Diese Struktur aus verschiedenen Bahn-Gesellschaften und Hunderten von Tochterunternehmen und unzähligen Firmenbeteiligungen muss zerschlagen werden. Was medial oft untergeht und in der Öffentlichkeit zu wenig thematisiert wird: Diese Deutsche Bahn ist keine Deutsche Bahn mehr. Sie ist bloß noch ein Anhängsel in einem weltweit agierenden Logistikkonzern. Laut Bahn-Bilanzbericht machte der Konzern 2022 rund 50 Prozent seines Umsatzes im Ausland, war in über 140 Ländern mit allem Möglichen und Unmöglichen unterwegs. Als Hartmut Mehdorn 1999 unseligerweise Bahnchef wurde, machte die Bahn noch über 90 Prozent ihrer Geschäfte in Deutschland. Mehdorn aber verkündete nach Amtsantritt: „Unser Markt ist nicht Deutschland. Unser Markt ist die Welt.“
Statt dafür sofort entlassen zu werden, durfte er nahezu unbehelligt von der Politik agieren. In einem Anfall von imperialem Größenwahn baute er die Deutsche Bahn rigoros um – und investierte für seine Auslandseinsätze bis zu seinem Abgang 2009 zig Milliarden. Unsummen, die sich nie amortisierten. Wer sich aber als Weltenherrscher begreift, hat der noch Lust und Zeit, sich um Züge in Mecklenburg oder auf der Schwäbischen Alb zu kümmern? Um das Kerngeschäft der Deutschen Bahn? Dem Transport von Menschen und Gütern auf der Schiene in Deutschland und im grenzüberschreitenden Verkehr? Fatal: Die Bundesbürger finanzierten und finanzieren immer noch die imperiale Überdehnung dieses Konzerns – und was bekommen sie dafür hierzulande? Zerfall, Zerfall, Verspätungen, Ärger und Verdruss.
Also wäre die Rückbesinnung auf das Kerngeschäft – man sollte es vielleicht Kernaufgabe nennen – mit allen Konsequenzen eine wichtige, wenn nicht die wichtigste Voraussetzung, um die Bahn wieder auf Kurs zu bringen.
Ja, klar. Die Deutsche Bahn ist zu 100 Prozent im Besitz des Bundes. Anders ausgedrückt: Sie gehört uns. Sie ist, so kann man es sagen, ein Volkseigener Betrieb. Doch dieser VEB hat sich unter Mithilfe der Politik zu einem Staat im Staate entwickelt. Er führt ein weitgehend unkontrolliertes Eigenleben und macht, was er will. Der Münchner Verkehrsplaner Karlheinz Rößler spricht in meinen Bahnbuch von einer „Scheinverkehrsfirma“. Die Bahn, sagt er, sei zu „einem Betrugskonzern mutiert“. Angesicht der großen und allesamt überteuerten Bauprojekte der vergangenen Jahrzehnte konstatiert er: „Die Bahn ist eine regierungskriminelle Vereinigung zur Veruntreuung von Steuergeldern.“
Dann kommen wir doch mal zur Politik. Politiker aller Parteien beteuern in steter Regelmäßigkeit, wie wichtig ihnen die Stärkung des Schienenverkehrs ist, sowohl unter klimapolitischen als auch unter infrastrukturellen Gesichtspunkten. Doch in der Praxis passiert das Gegenteil. Ist das nur Unfähigkeit oder hat das Methode?

Rohe Datensätze:

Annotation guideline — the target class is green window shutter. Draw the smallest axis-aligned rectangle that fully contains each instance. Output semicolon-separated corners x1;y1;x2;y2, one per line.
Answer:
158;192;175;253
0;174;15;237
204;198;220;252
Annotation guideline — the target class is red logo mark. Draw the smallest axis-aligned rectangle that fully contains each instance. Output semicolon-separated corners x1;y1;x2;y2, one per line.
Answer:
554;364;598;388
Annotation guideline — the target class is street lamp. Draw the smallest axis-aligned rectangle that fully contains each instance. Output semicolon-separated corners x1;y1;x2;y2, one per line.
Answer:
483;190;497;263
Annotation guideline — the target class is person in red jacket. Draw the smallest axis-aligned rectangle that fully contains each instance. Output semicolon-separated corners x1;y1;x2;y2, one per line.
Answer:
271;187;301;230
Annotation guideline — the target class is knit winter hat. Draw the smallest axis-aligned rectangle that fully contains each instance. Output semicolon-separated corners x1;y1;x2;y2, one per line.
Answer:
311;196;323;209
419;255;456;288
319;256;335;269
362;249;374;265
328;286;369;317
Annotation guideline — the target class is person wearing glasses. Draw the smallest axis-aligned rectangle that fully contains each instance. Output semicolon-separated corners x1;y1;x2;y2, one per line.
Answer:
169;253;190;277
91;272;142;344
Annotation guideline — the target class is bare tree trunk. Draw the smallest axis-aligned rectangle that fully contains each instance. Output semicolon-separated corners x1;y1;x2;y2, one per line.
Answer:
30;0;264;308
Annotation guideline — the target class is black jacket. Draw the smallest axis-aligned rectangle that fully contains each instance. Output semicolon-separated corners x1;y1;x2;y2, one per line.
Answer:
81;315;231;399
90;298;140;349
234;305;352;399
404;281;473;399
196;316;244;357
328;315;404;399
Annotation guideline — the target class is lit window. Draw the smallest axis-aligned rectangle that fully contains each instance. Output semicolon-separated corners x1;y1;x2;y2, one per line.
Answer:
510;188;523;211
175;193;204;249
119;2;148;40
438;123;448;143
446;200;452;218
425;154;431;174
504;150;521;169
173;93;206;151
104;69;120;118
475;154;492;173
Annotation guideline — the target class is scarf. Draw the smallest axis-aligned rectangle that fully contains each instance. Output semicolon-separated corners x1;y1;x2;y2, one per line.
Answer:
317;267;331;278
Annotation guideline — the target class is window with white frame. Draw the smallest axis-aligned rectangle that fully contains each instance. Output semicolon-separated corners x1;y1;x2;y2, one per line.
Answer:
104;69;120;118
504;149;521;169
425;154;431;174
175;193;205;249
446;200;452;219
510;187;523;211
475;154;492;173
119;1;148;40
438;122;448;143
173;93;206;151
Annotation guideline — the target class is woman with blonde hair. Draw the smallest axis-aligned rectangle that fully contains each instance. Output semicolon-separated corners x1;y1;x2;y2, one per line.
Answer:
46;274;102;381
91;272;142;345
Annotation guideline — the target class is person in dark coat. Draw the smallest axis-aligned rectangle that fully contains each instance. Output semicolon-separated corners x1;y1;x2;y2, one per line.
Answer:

Aufgabenstellung: Kopiere aus dem Seitenauszug zur Deutschen Bahn wortgetreu den Abschnitt, der mit den Worten um „Also wäre die“ beginnt und mit „Kurs zu bringen.“ schließt. Die Datensätze stammen aus einer anderen Quelle als der Seitenauszug.

Ausgabe unten:
Also wäre die Rückbesinnung auf das Kerngeschäft – man sollte es vielleicht Kernaufgabe nennen – mit allen Konsequenzen eine wichtige, wenn nicht die wichtigste Voraussetzung, um die Bahn wieder auf Kurs zu bringen.